#### [SELECTED PASSAGE]
§
Jost and Che are back — “Say what you will about 2020, but it’s got moves.” Che jokes about Trump hosting SNL, then being visited by three ghosts. He then calls out the elephant in the room about there being nothing funny about Trump getting COVID-19. He argues, perhaps not morally, but joke-wise, there’s a lot funny about it, like Bill Murray trying not to not-die in Groundhog Day. “I wish him a lengthy recovery.”
And Chen Biao (Bowen Yang) is back to discuss the TikTok deal, doing a TikTok dance to “Savage.” This should be Bailey commenting in all honesty — she is Gen Z and feels like she’d be obsessed with the app. This is Chen Biao’s fourth appearance on the show; he previously appeared on the Phoebe Waller-Bridge, Scarlett Johansson, and JJ Watt episodes last season. He concludes with another TikTok - “Girl, don’t do it…” “I did it…” (The show needs to embrace this kind of stuff more. No more game show and community access show riffs, it’s 2020!)
Jost claims Mitch McConnell passively watches injured puppies cross highways, and our frustration over his SCOTUS power grab sexually excites him. Nice. Him joking about joining the BET board? Eh.
Carrie Krum, Travel Expert is back! She first appeared twice in season 44 (Jason Momoa, Emma Stone), then last season during the Adam Driver episode. “Michael!” she squeals describing virtual learning. The segment concludes with Kate McKinnon appearing as RBG, a classy moment. RIP.
Chris Rock is holding a draft for wives, girlfriends, and side pieces trying to be let into the NBA bubble. Ego Nwodim is Candace, a nursing student. Chloe Fineman is Sweetie, and Lauren Holt is Kate, an ass-sential worker. Aidy Bryant, Kate McKinnon, and Maya Rudolph also want in. Punkie Johnson is TJ, who keeps ordering Buffalo Wild Wings. Heidi Gardner is a Disney World employee, Goofy. So, uh, a nice showcase for the show’s female cast
Chris Redd, Kate McKinnon, Ego Nwodim, Aidy Bryant, and Mikey Day are sidelined stunt performers. Kate and Aidy are the silly stunt actors, not the badasses. Work is work! Someone has to get bitten by dogs and do kids’ movies. This is like a Christopher Guest movie. Lots of potential. And it’s way less indulgent than a lot of the typical/recent Kate and Aidy duo comedy bits. Last season, I was not feeling those…
Megan Thee Stallion ft. Young Thug— “Don’t Stop”
§
Stored entries:
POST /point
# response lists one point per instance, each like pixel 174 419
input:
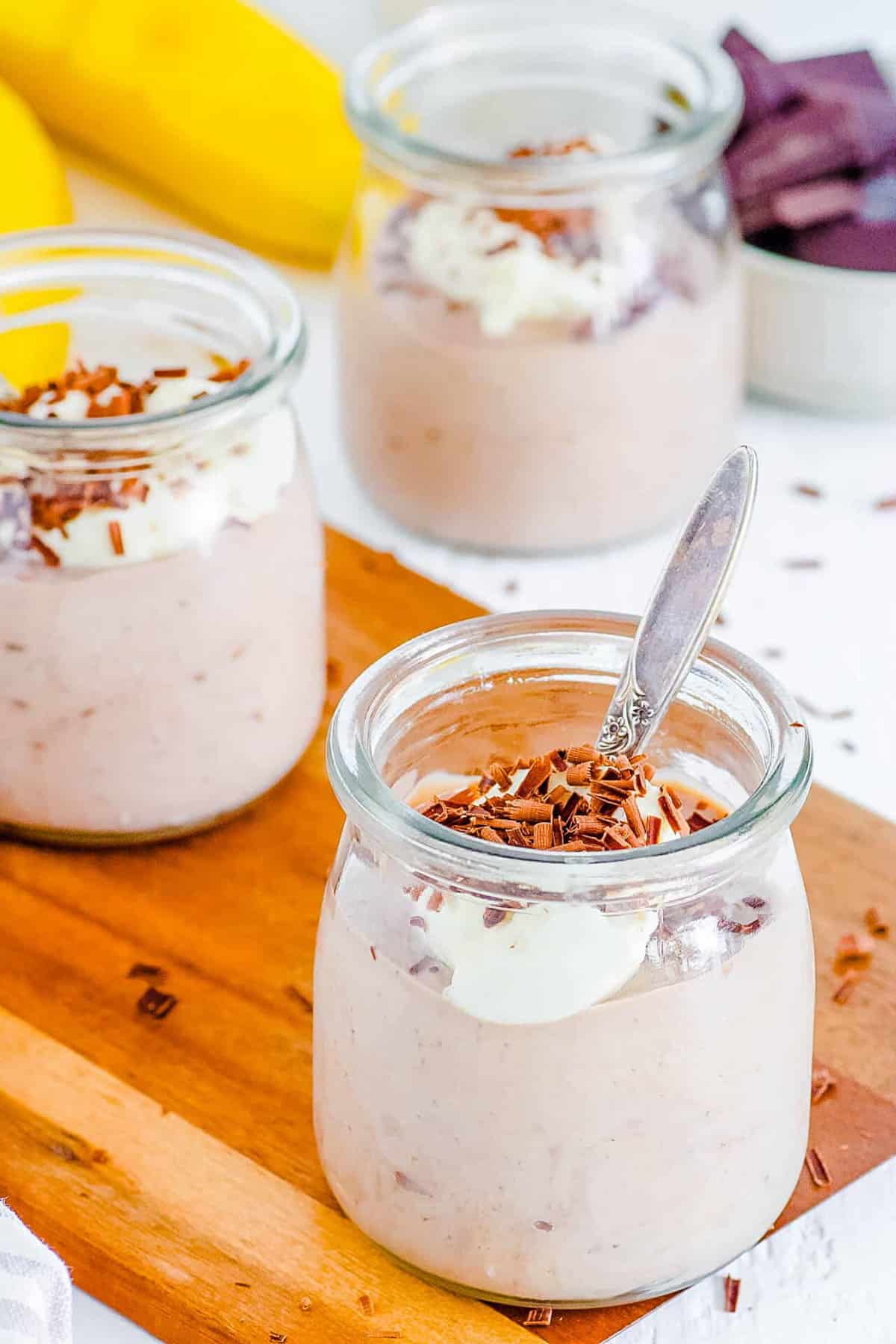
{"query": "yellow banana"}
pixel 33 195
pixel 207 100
§
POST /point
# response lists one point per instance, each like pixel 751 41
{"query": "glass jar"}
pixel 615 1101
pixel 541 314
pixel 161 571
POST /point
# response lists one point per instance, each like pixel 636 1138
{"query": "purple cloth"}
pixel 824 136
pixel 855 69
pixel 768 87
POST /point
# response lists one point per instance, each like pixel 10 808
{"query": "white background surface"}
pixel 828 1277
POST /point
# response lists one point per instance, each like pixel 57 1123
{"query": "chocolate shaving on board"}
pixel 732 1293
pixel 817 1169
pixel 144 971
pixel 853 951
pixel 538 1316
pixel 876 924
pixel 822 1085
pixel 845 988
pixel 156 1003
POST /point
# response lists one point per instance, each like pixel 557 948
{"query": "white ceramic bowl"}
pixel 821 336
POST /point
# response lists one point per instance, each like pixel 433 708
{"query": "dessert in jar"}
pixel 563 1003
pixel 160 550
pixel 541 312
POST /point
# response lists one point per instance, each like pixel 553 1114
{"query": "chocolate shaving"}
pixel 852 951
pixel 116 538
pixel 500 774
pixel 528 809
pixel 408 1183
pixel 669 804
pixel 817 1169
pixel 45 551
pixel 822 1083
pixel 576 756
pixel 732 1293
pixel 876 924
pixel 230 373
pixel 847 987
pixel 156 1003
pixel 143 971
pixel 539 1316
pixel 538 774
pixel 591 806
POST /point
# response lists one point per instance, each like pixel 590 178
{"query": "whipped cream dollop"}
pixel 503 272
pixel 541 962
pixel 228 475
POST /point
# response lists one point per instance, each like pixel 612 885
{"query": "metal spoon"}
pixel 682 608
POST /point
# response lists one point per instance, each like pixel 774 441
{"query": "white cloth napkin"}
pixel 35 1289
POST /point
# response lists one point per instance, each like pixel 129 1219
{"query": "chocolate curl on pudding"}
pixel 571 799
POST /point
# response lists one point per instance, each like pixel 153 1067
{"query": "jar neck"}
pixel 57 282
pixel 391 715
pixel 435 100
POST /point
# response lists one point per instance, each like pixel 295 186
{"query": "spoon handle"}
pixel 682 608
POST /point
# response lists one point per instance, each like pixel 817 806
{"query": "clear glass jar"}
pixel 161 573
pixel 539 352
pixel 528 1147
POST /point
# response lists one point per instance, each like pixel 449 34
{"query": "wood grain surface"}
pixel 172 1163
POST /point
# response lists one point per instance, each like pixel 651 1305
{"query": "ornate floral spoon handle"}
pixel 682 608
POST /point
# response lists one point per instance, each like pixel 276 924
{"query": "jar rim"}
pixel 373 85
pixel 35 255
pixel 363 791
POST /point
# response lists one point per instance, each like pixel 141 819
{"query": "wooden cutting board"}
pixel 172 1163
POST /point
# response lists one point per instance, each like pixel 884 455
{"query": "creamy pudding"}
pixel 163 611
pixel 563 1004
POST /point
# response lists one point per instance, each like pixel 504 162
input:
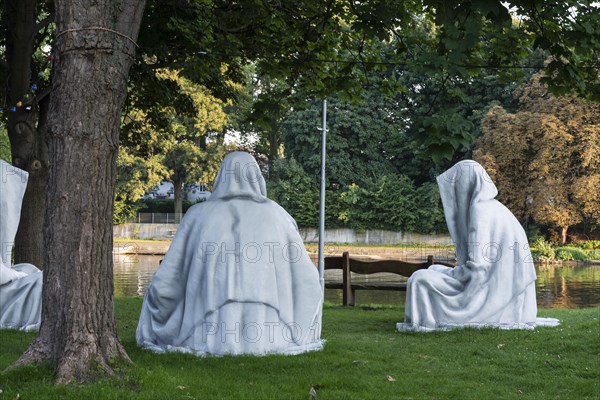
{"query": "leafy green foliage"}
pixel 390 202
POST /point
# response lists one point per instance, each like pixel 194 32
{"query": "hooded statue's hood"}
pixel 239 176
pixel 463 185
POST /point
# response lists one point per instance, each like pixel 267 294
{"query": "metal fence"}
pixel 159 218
§
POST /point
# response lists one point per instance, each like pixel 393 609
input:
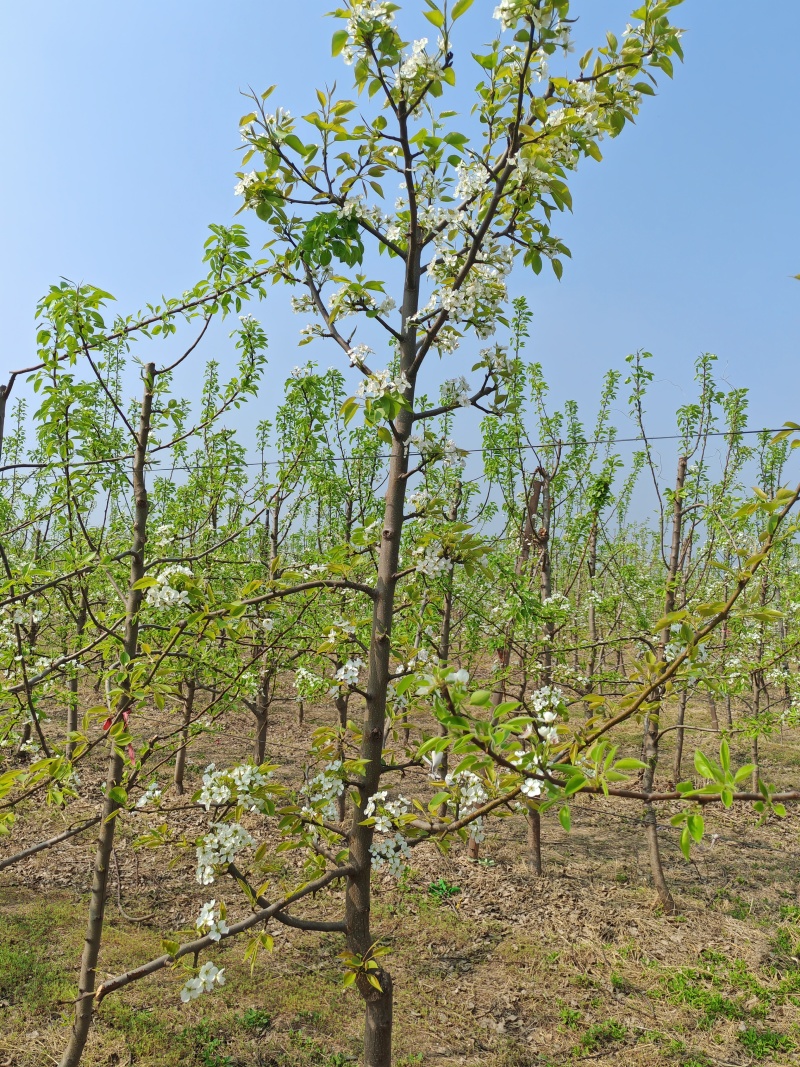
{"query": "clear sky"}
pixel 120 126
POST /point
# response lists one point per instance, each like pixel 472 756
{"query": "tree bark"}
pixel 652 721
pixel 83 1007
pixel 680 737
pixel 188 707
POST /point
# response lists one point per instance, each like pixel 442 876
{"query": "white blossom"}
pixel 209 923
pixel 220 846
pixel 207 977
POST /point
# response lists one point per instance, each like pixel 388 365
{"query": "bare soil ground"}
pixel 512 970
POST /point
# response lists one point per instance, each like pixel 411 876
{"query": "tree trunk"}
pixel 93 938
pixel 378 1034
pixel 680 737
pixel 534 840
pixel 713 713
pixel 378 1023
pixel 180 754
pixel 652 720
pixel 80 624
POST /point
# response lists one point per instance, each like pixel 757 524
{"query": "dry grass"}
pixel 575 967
§
#### [REQUIRED WORK]
1: For each statement about the SNL episode recap, state whether it agrees with the recap, answering yes or no and quoting the recap's deciding words: (a) The episode marked Chen Biao's third appearance on the show. (b) Carrie Krum's segment ends with Kate McKinnon appearing as RBG. (c) In the stunt performer sketch, Kate and Aidy play the badass stunt actors.
2: Resume the SNL episode recap where it leaves off, continuing after its final line.
These entries were drawn from a separate source.

#### [ANSWERS PROVIDED]
1:
(a) No: "This is Chen Biao’s fourth appearance on the show"
(b) Yes: "The segment concludes with Kate McKinnon appearing as RBG"
(c) No: "Kate and Aidy are the silly stunt actors, not the badasses."

2:
As someone who frequents noted rap tastemaker forum SXN80, I know at least one online constituency will be thrilled to see Young Thug performing at 8H. (Surely rap journalists such as Paul Thompson and Alex Swhear will be happy.) He has certainly become a mainstream presence thanks to tracks like this, à la Lil Wayne last decade. This is like, the platonic ideal of a strip club song, isn’t it? I am actually distressed Megan did not perform “Girls in the Hood.” Just me though!
-After four months, this is what we got! Woof. Gotta say, Chloe Fineman wins MVP of this episode, for me. Also really dug Heidi Gardner, as always. I am curious how folks will respond to Carrey’s Biden — sound off in the comments below! Definitely warmer than their Trump….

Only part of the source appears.